The houses are usually built on a tryptich plan, with a central hallway opening onto rooms to the left and right, and with a longer porticoed wing, the hayati, extending to the back courtyard.

Some of the more ornate houses, such as the Coudounari residence at no. 75, bear stylistic references to the architecture of Alexandria, possibly attesting to the links of the family with that city.

Note also the “English Rosettes” carved on the balcony supports, a decorative feature of the Colonial period.  Opposite, at no. 118, is one of the only two buildings in the street surviving from the Ottoman period, and quite distinguishable by its comparatively “humble” doorway.

Eirenes street ends northwards at a small public garden overlooked by the colonial water tower, which marks the end of the colonial extent of the town.

From here and to the left, extends Navarinou street, developed during the post WWII period, lined with workshops, as well as some independent villas.  These are stepped back from the street and set in lush Mediterranean gardens with decorative plants.  Navarinou street extends west to the river and ends at the colonial bridge known as the “bridge of four lanterns”, a stone arched construction with a cast iron balustrade and cast-iron lamp posts on its four corners. Just before the bridge, the road to the left is Eleftherias street.  This used to be one of the main thoroughfares into Limassol from the wine-growing villages, characterized by a residential-commercial aspect, including khans, coffee-shops and warehouses.

- **GOAL**
Pick up the walking-tour text on Limassol's streets after its final sentence and carry it forward in the same descriptive style.

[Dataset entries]
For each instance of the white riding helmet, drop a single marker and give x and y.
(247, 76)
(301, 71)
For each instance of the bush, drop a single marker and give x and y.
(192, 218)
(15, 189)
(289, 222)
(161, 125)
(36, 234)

- **EXERCISE OUTPUT**
A significant landmark half-way down, is the triangular building known as “Marika’s Triangle”, named after an enterprising lady who amassed a large fortune.  
Another elegant building is the Loutios residence, on the corner of Eleftherias street and Cleopatras street demonstrates the wealthier times experienced by Limassolians between the two World Wars.

Note the beautiful carved wooden door at no. 14 surrounded by ornate stonework.  Further south were coppersmiths’ workshops; the fist silent movie theatre of Cyprus was set up in one of the adjoining warehouses.  The southern end of the street joins up to the traditional commercial area, leading back to the castle and back to the starting point of this stroll.